:: EXTRACTED MATERIAL
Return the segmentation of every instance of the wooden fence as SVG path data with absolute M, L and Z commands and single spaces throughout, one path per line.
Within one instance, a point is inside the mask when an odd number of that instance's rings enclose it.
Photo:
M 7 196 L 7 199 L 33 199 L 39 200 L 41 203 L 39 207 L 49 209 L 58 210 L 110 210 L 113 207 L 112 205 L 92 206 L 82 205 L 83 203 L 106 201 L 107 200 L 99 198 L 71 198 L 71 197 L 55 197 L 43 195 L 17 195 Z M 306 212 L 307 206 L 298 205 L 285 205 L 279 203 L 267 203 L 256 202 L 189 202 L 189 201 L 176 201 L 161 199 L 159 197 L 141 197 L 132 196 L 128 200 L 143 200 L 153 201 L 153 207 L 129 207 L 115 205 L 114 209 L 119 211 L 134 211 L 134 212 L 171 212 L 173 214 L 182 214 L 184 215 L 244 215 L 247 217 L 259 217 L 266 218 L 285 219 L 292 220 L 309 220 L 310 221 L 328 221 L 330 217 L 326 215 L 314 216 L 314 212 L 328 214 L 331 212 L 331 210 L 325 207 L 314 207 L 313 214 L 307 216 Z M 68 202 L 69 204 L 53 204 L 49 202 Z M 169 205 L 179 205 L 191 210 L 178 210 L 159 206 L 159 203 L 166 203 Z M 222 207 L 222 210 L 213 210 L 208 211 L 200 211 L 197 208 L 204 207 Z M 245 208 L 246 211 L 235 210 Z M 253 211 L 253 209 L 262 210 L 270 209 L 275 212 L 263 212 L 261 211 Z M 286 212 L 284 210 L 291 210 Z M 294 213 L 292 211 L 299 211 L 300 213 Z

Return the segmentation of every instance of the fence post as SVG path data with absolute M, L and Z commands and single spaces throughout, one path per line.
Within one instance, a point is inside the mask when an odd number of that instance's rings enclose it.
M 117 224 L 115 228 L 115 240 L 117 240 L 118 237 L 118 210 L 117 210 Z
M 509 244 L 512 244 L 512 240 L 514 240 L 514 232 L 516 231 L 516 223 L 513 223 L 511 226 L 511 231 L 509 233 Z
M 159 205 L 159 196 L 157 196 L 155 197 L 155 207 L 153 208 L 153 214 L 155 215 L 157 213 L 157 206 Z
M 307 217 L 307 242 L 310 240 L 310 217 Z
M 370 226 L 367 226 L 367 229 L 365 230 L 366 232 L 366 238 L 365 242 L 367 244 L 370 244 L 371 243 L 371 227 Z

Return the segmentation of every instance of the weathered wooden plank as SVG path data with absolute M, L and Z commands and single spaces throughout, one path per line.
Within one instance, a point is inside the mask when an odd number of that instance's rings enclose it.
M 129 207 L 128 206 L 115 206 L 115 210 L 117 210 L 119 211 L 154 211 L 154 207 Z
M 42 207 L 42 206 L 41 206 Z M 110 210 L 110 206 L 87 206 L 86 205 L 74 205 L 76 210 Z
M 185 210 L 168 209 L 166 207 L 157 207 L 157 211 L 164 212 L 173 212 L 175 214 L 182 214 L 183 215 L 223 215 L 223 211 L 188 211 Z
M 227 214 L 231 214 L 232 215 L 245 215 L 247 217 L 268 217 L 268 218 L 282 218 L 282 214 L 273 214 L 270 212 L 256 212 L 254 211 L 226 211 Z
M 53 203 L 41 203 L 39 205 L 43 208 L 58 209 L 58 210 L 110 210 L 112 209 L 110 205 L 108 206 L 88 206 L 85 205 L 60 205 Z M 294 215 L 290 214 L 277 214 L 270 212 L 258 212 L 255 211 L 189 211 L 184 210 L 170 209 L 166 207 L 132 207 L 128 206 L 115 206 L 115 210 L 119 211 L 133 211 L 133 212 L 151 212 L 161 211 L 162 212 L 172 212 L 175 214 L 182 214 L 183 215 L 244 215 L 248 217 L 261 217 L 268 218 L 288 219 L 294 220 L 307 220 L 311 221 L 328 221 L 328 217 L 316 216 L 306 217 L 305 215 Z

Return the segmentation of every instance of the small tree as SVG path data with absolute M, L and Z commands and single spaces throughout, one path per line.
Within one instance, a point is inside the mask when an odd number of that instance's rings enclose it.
::::
GOAL OF THE EXERCISE
Transcribe all of the entries without altering anything.

CORRECT ANSWER
Return the segmentation of every instance of the wooden fence as SVG path data with absolute M, L and Z commands and single spaces throughout, one path per line.
Within one instance, a point is inside the mask when an odd number of that instance's rings enclose it.
Photo:
M 7 196 L 7 199 L 33 199 L 39 200 L 41 203 L 39 207 L 49 209 L 58 210 L 110 210 L 113 207 L 112 205 L 92 206 L 82 205 L 83 203 L 106 201 L 107 200 L 99 198 L 71 198 L 71 197 L 55 197 L 43 195 L 17 195 Z M 306 212 L 307 206 L 298 205 L 285 205 L 279 203 L 267 203 L 256 202 L 189 202 L 189 201 L 176 201 L 161 199 L 159 197 L 141 197 L 132 196 L 128 200 L 143 200 L 153 201 L 153 207 L 129 207 L 115 205 L 114 209 L 119 211 L 134 211 L 134 212 L 171 212 L 173 214 L 182 214 L 184 215 L 244 215 L 247 217 L 259 217 L 266 218 L 285 219 L 292 220 L 309 220 L 310 221 L 328 221 L 330 217 L 326 215 L 314 216 L 314 212 L 328 214 L 331 212 L 331 210 L 325 207 L 314 207 L 313 214 L 307 216 Z M 68 202 L 69 204 L 53 204 L 49 202 Z M 169 205 L 179 205 L 191 210 L 178 210 L 159 206 L 159 203 L 166 203 Z M 222 207 L 222 210 L 213 210 L 208 211 L 200 211 L 197 208 L 204 207 Z M 245 208 L 246 211 L 235 210 Z M 253 211 L 253 209 L 262 210 L 270 209 L 275 212 L 263 212 L 261 211 Z M 286 212 L 284 210 L 291 210 Z M 294 213 L 292 211 L 299 211 L 300 213 Z

Return the segmentation of every instance of the fence post as SVG path data with absolute M, L and Z commands and single spaces throughout, one path per line.
Within one instance, a point is inside the mask when an odd number of that instance's rings enclose it.
M 117 224 L 115 228 L 115 240 L 117 240 L 118 237 L 118 210 L 117 210 Z
M 509 244 L 512 244 L 512 240 L 514 240 L 514 232 L 516 231 L 516 223 L 513 223 L 511 226 L 511 231 L 509 233 Z
M 159 205 L 159 196 L 157 196 L 155 197 L 155 207 L 153 208 L 153 214 L 155 215 L 157 213 L 157 206 Z
M 307 217 L 307 242 L 310 240 L 310 217 Z
M 370 226 L 367 226 L 367 229 L 365 230 L 366 232 L 366 238 L 365 242 L 367 244 L 370 244 L 371 243 L 371 227 Z

Return the segmentation of every instance of the weathered wooden plank as SVG path data with absolute M, L and Z commands and single spaces throughout, one path per line.
Within one instance, a point is inside the mask when an odd number of that instance's rings enclose it.
M 129 207 L 128 206 L 115 206 L 115 210 L 117 210 L 119 211 L 154 211 L 154 207 Z
M 42 207 L 42 206 L 41 206 Z M 110 210 L 110 206 L 87 206 L 86 205 L 74 205 L 76 210 Z
M 185 210 L 168 209 L 166 207 L 157 207 L 157 211 L 164 212 L 173 212 L 175 214 L 182 214 L 183 215 L 223 215 L 223 211 L 188 211 Z
M 227 214 L 231 214 L 232 215 L 245 215 L 247 217 L 268 217 L 268 218 L 282 218 L 282 214 L 273 214 L 270 212 L 256 212 L 254 211 L 226 211 Z
M 53 203 L 41 203 L 39 205 L 43 208 L 58 209 L 58 210 L 110 210 L 112 209 L 110 205 L 108 206 L 88 206 L 85 205 L 60 205 Z M 294 215 L 290 214 L 277 214 L 270 212 L 258 212 L 255 211 L 189 211 L 184 210 L 170 209 L 166 207 L 132 207 L 128 206 L 115 206 L 115 210 L 119 211 L 133 211 L 133 212 L 151 212 L 161 211 L 162 212 L 172 212 L 175 214 L 182 214 L 183 215 L 244 215 L 248 217 L 261 217 L 268 218 L 288 219 L 294 220 L 307 220 L 311 221 L 328 221 L 328 217 L 316 216 L 306 217 L 305 215 Z

Return the segmentation of every instance of the small tree as SVG path data with absolute M, L and Z commands and single spaces throughout, one path per line.
Within one instance, a point is inside the mask when an odd number of that instance's rings enclose it.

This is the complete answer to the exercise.